Copy everything from the start of the entries down to the line containing "439 210 L 406", swapping "blue jeans" for "denim pants" and keeping all else the same. Leave the pictures out of your copy.

[Stored items]
╭──

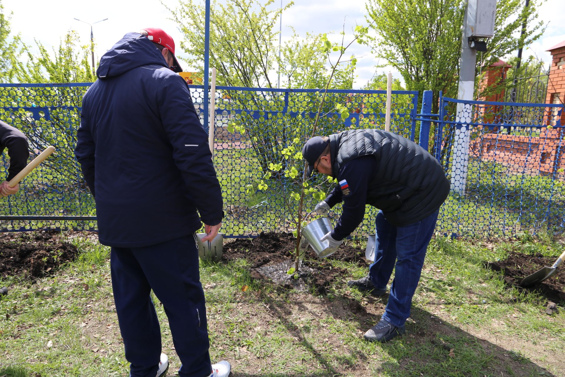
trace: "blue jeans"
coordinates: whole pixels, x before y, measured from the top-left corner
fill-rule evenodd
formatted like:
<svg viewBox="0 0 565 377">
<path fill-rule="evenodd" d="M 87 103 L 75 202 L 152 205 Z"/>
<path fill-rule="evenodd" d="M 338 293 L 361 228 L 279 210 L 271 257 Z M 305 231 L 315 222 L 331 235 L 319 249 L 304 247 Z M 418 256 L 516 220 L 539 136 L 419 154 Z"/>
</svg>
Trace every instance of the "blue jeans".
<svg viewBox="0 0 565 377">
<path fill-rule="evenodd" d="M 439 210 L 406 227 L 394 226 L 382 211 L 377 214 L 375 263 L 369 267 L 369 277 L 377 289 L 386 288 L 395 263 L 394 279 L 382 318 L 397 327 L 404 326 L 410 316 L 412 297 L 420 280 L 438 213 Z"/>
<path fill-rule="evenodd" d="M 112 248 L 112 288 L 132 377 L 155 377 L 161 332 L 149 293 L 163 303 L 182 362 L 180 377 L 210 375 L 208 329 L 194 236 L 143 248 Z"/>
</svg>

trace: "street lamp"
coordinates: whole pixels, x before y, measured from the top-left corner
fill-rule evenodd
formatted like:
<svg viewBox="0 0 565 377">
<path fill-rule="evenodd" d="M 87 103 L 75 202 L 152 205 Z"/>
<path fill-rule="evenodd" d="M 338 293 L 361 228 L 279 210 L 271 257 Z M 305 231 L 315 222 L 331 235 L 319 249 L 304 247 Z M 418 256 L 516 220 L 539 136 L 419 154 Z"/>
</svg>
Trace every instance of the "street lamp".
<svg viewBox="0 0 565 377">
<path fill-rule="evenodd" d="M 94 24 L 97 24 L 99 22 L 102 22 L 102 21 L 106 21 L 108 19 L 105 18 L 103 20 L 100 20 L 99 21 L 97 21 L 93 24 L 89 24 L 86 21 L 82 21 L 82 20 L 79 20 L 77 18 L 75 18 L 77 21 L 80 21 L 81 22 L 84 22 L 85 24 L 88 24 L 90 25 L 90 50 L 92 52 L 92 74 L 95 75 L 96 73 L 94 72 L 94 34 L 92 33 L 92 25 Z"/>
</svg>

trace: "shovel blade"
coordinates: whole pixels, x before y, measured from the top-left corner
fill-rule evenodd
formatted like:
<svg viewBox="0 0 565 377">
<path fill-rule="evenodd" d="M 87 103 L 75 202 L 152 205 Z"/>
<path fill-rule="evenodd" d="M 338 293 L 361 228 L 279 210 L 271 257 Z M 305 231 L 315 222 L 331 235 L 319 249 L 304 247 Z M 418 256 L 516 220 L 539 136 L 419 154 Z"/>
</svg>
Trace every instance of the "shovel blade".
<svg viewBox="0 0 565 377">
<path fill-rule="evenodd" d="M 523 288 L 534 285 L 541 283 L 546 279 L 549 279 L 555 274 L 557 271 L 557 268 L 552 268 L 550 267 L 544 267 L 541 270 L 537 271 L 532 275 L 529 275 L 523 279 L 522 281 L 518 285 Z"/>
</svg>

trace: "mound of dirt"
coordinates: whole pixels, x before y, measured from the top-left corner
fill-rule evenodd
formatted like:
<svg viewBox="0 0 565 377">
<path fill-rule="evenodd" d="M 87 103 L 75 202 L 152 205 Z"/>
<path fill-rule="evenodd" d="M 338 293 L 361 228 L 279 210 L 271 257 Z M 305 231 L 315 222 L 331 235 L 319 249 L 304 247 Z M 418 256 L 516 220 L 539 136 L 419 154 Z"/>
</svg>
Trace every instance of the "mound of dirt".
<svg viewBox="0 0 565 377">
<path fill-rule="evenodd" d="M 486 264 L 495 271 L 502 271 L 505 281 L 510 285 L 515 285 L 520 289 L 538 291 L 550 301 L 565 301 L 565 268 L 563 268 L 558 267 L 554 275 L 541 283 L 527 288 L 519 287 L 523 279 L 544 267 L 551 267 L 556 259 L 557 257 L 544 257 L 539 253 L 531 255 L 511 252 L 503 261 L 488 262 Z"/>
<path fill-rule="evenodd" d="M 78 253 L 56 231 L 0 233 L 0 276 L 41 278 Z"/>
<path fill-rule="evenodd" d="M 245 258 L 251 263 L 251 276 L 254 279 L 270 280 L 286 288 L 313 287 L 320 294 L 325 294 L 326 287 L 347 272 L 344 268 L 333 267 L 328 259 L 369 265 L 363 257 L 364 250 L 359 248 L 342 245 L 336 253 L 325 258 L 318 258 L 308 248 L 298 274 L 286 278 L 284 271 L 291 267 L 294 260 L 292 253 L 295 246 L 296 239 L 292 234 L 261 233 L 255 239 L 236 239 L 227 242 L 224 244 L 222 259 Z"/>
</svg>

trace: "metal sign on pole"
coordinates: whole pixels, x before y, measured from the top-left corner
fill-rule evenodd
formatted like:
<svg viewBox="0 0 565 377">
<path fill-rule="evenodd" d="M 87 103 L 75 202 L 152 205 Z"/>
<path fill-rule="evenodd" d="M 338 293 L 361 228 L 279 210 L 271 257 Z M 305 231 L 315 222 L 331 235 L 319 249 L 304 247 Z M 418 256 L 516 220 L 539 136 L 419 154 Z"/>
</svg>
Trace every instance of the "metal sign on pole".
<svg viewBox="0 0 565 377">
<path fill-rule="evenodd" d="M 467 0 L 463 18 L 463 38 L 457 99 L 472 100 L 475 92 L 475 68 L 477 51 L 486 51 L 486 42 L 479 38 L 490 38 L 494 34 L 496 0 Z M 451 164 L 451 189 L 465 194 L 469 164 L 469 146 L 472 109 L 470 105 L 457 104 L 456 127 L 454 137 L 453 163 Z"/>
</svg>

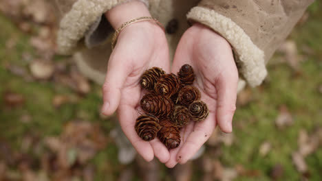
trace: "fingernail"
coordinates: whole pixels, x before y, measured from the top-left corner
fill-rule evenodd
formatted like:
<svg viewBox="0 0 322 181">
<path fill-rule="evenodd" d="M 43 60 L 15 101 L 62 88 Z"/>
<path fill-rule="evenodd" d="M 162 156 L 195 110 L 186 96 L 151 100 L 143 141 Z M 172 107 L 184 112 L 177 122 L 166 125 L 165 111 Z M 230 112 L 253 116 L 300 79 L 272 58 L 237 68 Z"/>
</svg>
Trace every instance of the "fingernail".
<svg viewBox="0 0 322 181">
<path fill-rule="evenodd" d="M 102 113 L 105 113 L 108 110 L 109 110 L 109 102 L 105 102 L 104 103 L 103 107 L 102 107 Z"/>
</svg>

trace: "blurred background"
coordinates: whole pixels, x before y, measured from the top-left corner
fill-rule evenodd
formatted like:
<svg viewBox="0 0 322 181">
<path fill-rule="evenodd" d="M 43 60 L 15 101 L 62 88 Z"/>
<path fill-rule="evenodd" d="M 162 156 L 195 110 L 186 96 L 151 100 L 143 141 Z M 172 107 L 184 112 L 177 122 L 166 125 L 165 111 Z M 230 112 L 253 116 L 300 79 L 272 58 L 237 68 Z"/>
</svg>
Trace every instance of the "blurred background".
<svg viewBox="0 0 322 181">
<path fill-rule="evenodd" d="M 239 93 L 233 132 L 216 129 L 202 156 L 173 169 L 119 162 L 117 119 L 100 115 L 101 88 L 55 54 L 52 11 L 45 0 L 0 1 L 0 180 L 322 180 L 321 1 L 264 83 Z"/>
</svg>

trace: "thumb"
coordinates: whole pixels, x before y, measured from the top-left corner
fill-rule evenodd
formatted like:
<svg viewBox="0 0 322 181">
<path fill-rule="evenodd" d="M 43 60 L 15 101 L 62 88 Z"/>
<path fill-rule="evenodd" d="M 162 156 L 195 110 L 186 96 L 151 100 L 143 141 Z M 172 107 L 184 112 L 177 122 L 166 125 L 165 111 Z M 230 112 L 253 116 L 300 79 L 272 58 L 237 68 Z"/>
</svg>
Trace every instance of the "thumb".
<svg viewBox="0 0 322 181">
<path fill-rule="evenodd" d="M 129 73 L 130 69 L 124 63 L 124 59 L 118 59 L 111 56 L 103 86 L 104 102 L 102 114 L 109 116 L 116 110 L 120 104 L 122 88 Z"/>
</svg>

╰──

Worked answer →
trace: "denim pants"
coordinates: whole pixels, x before y, measured from the top-left corner
fill-rule evenodd
formatted like:
<svg viewBox="0 0 565 377">
<path fill-rule="evenodd" d="M 87 103 L 75 202 L 152 205 Z"/>
<path fill-rule="evenodd" d="M 338 293 L 361 228 L 279 210 L 271 257 Z M 305 231 L 315 222 L 331 235 L 319 249 L 304 247 Z M 418 256 L 516 220 L 539 136 L 419 154 Z"/>
</svg>
Trace every instance of the "denim pants".
<svg viewBox="0 0 565 377">
<path fill-rule="evenodd" d="M 439 210 L 406 227 L 394 226 L 382 211 L 377 214 L 375 263 L 369 267 L 369 277 L 377 289 L 386 288 L 395 263 L 394 279 L 382 318 L 397 327 L 404 326 L 410 316 L 412 297 L 420 280 L 438 213 Z"/>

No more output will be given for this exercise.